---------- LISTED RECORDS
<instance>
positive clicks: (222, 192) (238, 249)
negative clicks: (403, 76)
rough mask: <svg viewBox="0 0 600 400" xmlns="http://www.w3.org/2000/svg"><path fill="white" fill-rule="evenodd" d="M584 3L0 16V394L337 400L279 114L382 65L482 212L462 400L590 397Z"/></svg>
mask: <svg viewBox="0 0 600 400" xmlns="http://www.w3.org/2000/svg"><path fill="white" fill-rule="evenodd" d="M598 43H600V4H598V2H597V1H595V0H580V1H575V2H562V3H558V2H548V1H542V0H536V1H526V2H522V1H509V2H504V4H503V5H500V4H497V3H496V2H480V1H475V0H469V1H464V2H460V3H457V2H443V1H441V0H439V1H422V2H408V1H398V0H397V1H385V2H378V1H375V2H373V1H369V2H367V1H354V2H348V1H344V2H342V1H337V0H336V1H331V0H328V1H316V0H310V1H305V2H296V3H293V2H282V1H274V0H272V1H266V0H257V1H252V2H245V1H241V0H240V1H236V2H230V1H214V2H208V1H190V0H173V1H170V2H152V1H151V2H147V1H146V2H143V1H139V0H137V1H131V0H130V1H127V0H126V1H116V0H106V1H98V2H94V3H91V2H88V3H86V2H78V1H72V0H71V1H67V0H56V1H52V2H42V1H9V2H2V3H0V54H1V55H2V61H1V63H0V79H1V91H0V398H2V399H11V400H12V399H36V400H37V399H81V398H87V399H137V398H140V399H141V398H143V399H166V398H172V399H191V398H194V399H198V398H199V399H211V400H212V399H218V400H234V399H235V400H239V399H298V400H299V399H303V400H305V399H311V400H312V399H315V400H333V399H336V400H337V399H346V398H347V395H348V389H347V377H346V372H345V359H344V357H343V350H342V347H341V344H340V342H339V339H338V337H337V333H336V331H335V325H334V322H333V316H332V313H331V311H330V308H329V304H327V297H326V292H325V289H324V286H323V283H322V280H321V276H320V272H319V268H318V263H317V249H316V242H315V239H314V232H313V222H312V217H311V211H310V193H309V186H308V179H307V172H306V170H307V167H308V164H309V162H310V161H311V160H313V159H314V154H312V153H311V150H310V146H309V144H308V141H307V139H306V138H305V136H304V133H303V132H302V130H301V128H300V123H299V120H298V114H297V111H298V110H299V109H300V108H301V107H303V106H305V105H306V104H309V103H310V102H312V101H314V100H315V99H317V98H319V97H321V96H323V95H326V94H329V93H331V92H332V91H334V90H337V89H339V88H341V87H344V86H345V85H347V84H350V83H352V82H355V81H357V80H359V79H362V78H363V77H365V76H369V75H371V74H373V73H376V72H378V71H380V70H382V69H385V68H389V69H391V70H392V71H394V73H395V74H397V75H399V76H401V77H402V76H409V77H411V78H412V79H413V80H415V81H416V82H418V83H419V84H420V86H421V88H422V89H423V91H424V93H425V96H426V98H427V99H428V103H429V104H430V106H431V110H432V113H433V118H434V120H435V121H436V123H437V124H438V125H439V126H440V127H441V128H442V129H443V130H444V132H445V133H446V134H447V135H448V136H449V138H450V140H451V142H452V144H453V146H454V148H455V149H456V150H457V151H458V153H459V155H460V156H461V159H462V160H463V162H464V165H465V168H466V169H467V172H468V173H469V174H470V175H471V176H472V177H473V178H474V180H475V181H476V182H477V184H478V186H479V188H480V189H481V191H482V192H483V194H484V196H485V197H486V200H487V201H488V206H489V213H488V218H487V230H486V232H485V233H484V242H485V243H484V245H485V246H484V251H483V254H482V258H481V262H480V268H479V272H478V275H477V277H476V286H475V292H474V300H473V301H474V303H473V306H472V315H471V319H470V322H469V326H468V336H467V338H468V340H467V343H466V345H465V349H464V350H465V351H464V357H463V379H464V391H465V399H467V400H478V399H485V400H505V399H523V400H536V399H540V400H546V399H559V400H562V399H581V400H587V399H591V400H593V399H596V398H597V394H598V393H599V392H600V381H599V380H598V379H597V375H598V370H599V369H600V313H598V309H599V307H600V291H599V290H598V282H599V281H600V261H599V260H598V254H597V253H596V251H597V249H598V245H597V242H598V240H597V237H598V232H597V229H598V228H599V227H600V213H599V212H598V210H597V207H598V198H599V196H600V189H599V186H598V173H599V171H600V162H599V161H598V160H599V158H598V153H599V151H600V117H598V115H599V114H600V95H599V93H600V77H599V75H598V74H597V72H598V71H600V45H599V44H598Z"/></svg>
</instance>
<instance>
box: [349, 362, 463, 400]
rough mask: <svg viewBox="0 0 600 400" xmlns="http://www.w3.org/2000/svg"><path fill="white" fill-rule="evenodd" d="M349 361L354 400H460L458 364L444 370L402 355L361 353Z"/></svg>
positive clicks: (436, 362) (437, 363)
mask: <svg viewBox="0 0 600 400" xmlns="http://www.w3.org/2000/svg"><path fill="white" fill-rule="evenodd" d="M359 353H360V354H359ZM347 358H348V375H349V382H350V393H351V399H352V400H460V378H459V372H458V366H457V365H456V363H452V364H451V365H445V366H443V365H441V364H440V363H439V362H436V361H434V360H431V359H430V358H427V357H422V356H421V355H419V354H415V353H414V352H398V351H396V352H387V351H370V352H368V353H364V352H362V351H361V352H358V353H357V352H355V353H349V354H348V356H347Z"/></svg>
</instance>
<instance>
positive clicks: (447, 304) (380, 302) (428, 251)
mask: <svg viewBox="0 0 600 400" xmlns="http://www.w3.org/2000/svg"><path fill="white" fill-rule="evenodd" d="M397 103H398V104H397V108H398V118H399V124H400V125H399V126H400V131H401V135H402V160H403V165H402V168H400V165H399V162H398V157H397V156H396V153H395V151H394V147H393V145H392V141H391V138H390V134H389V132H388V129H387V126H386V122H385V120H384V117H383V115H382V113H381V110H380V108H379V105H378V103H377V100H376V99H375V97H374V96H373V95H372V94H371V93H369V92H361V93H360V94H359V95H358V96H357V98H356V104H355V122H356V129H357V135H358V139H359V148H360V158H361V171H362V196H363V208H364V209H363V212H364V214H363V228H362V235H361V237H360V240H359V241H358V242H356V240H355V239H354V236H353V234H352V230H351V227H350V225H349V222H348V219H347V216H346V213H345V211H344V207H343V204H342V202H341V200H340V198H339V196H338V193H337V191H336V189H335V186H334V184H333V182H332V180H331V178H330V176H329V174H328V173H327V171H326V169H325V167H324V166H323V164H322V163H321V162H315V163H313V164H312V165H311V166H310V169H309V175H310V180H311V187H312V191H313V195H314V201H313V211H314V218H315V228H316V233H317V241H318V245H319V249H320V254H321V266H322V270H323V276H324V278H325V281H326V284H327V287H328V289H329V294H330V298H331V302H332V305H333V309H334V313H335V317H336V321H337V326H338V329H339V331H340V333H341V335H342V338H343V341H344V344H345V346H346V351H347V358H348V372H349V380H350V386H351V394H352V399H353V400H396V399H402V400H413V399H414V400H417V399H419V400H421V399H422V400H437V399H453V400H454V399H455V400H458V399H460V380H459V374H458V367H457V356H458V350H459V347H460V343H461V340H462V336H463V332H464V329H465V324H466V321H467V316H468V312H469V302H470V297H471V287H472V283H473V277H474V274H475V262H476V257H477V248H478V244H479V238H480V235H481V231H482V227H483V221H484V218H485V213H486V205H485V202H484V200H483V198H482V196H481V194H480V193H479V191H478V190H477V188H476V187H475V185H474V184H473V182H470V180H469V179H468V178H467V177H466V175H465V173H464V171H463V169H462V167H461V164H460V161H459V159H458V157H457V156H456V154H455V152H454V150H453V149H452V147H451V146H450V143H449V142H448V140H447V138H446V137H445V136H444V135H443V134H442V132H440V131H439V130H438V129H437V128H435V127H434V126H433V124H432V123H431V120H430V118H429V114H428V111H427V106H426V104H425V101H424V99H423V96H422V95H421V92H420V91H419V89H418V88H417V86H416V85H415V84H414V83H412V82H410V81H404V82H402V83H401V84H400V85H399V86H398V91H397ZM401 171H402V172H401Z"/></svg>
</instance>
--------------------
**WORK TO COMPLETE**
The lines you return should be those above that contain the word "clicks", every one of them.

**ANSWER FOR THE TASK**
positive clicks: (222, 192) (238, 249)
negative clicks: (403, 76)
positive clicks: (436, 362) (437, 363)
positive clicks: (447, 304) (380, 302) (428, 251)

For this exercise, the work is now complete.